* **Excerpted passage**

'''

If, however, we take into consideration the interpretation of the two Japanese who interview Pi, and therefore consider the entire story to be Pi’s invention and the tiger his personified Self, an imaginative by-product crated by Pi to cope with the dire life conditions on the ocean, the man-tiger relationship appears to be an internal relationship which has no roots in material reality. Regression is more of a psychical, rather than social nature and brings back a part of the reality which Pi knew until the tragic accident: the fact that there was a tiger called Richard Parker, reticent, by its own nature, to human bonding, a tiger which is tied to the Pi’s father life lesson. According to this lesson, man must not consider all animals as friends, but must, instead, know his enemy, for the sake of personal safety.
There are many examples of animals coming to surprising living arrangements. All are instances of that animal equivalent of anthropomorphism: zoomorphism, where an animal takes a human being, or another animal, to be one of its kind. The most famous case is also the most common: the pet dog, which has so assimilated humans into the realm of doghood as to want to mate with them, a fact that any dog owner who has had to pull an amorous dog from the leg of a mortified visitor will confirm[18].

'''

* **Exercise prompt**
Transcribe the passage on Pi and the tiger Richard Parker in full, word for word.

* **Dataset excerpts**

'''

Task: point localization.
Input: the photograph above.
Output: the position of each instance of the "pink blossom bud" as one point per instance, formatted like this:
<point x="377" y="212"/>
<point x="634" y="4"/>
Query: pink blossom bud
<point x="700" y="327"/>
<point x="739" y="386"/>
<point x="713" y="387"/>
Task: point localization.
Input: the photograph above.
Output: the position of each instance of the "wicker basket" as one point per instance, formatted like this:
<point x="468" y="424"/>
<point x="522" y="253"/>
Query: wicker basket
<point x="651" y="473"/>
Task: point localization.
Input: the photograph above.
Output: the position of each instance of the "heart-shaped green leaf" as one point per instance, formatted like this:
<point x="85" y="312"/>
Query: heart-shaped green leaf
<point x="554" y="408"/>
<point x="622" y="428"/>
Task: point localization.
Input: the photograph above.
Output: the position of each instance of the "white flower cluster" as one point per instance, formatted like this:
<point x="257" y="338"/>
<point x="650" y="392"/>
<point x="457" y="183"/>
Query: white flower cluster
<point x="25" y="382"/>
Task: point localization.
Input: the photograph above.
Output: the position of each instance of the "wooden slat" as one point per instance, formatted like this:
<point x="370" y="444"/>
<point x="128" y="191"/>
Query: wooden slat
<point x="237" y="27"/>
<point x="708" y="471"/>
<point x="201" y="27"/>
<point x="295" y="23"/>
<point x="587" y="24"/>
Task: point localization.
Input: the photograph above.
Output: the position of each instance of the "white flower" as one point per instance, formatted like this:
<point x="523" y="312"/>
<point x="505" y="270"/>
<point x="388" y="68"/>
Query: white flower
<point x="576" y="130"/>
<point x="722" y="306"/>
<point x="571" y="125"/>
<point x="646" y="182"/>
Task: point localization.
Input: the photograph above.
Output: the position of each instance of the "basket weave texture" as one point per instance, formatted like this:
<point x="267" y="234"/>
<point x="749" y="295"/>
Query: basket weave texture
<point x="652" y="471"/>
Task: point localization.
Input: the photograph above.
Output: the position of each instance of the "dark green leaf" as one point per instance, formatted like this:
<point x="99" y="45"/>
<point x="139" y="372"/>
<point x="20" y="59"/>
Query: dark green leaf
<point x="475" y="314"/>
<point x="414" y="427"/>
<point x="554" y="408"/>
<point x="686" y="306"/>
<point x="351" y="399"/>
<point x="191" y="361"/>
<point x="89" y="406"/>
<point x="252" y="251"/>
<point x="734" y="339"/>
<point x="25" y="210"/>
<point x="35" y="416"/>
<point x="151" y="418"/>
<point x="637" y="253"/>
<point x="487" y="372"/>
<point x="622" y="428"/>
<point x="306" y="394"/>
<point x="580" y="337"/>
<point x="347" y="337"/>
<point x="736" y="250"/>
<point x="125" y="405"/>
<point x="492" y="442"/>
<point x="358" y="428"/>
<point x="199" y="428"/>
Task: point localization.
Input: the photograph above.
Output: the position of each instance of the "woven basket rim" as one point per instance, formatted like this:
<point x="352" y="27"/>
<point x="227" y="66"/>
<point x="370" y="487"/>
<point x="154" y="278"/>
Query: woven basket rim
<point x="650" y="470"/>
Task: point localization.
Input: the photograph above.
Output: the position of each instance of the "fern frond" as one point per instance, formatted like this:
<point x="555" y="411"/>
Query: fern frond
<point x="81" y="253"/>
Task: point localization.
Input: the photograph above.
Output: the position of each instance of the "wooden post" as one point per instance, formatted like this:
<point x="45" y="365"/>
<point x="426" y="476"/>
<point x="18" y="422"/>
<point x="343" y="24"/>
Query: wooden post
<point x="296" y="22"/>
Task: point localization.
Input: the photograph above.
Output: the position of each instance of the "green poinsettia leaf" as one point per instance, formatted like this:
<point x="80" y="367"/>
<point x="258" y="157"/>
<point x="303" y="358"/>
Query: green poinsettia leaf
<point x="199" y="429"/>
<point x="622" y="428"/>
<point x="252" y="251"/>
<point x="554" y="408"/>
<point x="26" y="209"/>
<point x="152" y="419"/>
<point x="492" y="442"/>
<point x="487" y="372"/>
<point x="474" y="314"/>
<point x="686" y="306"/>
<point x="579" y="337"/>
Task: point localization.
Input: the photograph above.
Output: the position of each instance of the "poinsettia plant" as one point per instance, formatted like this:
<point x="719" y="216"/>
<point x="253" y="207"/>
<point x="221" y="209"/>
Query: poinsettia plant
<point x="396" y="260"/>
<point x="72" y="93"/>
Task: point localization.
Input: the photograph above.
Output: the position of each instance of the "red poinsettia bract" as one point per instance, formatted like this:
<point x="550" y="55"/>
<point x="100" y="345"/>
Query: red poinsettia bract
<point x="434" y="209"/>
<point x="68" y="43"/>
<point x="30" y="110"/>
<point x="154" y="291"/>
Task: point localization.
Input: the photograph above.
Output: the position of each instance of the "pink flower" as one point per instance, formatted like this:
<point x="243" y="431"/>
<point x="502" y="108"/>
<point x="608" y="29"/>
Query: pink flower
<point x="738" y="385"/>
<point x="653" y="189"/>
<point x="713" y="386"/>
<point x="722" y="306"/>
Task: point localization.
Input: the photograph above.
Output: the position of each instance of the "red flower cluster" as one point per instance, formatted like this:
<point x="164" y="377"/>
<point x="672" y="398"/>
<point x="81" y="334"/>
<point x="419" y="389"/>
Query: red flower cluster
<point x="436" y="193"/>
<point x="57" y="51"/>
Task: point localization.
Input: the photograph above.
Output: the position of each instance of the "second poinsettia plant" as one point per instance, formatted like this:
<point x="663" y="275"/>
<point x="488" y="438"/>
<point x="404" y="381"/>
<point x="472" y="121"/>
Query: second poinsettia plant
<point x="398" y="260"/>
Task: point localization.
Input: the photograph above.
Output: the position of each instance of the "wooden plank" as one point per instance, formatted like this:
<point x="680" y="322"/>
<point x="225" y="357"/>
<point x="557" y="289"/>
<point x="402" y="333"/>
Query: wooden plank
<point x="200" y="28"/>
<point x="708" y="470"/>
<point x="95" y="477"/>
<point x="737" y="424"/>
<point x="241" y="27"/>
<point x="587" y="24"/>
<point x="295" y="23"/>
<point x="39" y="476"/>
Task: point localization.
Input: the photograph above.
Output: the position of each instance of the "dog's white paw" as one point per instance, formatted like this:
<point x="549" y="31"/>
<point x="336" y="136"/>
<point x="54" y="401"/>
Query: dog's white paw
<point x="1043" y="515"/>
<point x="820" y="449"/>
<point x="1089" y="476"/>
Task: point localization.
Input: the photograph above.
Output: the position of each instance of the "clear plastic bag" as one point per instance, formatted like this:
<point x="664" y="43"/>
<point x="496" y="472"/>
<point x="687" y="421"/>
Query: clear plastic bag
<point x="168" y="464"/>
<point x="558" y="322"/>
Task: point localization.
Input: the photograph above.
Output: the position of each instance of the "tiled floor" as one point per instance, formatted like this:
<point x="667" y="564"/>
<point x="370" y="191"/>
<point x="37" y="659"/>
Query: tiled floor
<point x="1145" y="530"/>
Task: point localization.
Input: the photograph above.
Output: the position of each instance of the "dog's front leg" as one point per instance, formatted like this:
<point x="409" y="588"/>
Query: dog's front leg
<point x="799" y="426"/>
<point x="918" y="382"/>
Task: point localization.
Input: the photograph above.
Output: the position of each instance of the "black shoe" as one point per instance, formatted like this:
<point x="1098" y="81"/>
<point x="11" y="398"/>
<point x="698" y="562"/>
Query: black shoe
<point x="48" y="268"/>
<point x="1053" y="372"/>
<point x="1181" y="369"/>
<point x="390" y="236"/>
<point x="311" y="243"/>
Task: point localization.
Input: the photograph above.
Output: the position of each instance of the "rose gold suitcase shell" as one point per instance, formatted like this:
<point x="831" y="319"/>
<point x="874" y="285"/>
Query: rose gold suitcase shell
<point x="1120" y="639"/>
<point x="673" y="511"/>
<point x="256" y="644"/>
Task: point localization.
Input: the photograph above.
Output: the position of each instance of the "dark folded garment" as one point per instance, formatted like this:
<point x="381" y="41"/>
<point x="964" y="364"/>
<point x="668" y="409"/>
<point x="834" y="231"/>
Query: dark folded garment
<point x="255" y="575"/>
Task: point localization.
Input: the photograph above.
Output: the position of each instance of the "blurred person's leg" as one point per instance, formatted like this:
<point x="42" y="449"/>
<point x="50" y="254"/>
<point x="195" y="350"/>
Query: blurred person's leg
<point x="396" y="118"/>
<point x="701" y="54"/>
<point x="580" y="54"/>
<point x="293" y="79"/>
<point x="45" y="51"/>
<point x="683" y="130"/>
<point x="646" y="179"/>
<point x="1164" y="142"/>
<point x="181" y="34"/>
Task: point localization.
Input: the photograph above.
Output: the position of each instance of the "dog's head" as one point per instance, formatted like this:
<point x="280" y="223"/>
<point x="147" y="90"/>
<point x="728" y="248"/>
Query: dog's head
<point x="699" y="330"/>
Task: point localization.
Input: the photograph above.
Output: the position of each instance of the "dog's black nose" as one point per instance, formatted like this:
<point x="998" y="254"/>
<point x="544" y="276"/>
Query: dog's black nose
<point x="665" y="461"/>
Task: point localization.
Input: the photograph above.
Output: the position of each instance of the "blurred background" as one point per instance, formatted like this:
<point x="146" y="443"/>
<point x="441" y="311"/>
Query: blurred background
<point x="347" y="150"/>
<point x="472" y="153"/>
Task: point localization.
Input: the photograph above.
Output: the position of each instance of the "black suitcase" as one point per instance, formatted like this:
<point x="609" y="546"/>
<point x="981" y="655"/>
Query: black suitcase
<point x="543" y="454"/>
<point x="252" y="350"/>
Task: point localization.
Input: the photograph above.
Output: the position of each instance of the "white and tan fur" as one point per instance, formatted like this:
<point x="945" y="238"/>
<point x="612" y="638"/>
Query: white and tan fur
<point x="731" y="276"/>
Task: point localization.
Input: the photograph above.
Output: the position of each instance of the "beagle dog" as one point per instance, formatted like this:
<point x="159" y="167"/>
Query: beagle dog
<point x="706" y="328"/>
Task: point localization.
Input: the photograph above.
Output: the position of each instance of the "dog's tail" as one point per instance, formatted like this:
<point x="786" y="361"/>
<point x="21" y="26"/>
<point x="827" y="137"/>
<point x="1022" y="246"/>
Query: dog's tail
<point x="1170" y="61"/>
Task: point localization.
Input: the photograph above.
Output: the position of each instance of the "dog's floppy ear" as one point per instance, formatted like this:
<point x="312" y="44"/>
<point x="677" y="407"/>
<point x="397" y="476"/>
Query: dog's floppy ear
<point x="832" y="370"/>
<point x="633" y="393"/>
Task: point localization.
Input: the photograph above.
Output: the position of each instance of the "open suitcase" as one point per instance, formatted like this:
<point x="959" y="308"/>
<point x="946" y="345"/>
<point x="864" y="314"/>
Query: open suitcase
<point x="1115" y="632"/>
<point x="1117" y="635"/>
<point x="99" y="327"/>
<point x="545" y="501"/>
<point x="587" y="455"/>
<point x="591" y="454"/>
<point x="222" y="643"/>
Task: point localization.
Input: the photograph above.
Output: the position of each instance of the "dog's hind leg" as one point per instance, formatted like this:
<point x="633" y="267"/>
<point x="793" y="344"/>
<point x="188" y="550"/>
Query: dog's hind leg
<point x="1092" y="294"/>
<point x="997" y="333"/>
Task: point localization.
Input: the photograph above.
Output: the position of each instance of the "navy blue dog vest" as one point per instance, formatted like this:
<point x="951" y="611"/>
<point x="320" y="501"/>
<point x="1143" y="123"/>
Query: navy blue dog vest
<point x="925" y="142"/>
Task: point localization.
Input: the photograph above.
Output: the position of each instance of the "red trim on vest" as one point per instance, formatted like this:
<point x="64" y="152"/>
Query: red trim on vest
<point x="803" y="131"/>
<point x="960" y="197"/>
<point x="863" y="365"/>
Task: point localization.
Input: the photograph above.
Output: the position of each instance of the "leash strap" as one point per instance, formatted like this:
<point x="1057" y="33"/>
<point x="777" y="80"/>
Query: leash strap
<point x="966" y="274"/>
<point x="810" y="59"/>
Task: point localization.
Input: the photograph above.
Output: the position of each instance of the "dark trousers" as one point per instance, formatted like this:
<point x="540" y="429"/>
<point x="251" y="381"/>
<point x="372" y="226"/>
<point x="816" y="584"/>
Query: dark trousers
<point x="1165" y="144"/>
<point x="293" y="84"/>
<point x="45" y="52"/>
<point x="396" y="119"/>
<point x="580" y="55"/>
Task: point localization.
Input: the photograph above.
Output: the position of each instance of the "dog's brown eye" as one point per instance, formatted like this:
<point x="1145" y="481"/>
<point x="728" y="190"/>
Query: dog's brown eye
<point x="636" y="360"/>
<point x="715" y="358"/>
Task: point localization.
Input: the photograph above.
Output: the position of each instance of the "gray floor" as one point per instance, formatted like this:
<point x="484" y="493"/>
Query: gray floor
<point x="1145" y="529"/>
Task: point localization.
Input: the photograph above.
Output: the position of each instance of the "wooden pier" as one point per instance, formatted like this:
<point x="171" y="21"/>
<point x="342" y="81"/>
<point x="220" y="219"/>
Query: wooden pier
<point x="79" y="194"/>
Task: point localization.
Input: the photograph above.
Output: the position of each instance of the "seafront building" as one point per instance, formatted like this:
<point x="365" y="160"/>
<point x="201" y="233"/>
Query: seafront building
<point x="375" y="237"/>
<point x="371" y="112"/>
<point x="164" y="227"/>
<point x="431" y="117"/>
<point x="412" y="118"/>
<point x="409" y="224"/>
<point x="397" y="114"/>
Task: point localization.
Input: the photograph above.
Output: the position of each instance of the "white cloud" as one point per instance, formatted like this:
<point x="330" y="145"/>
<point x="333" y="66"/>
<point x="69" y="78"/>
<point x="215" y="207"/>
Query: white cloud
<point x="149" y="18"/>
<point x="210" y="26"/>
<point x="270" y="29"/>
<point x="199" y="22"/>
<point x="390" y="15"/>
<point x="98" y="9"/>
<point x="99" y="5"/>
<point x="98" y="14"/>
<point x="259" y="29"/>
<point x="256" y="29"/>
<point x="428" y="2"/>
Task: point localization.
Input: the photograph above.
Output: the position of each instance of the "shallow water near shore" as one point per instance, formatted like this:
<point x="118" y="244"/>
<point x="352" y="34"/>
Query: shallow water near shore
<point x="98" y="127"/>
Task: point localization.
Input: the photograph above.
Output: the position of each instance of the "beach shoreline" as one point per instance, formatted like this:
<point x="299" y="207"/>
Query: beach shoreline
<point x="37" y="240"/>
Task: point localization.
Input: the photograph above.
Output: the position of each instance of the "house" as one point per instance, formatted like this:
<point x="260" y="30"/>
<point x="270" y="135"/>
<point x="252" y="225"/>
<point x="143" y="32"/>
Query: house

'''

* **Exercise response**
If, however, we take into consideration the interpretation of the two Japanese who interview Pi, and therefore consider the entire story to be Pi’s invention and the tiger his personified Self, an imaginative by-product crated by Pi to cope with the dire life conditions on the ocean, the man-tiger relationship appears to be an internal relationship which has no roots in material reality. Regression is more of a psychical, rather than social nature and brings back a part of the reality which Pi knew until the tragic accident: the fact that there was a tiger called Richard Parker, reticent, by its own nature, to human bonding, a tiger which is tied to the Pi’s father life lesson. According to this lesson, man must not consider all animals as friends, but must, instead, know his enemy, for the sake of personal safety.
There are many examples of animals coming to surprising living arrangements. All are instances of that animal equivalent of anthropomorphism: zoomorphism, where an animal takes a human being, or another animal, to be one of its kind. The most famous case is also the most common: the pet dog, which has so assimilated humans into the realm of doghood as to want to mate with them, a fact that any dog owner who has had to pull an amorous dog from the leg of a mortified visitor will confirm[18].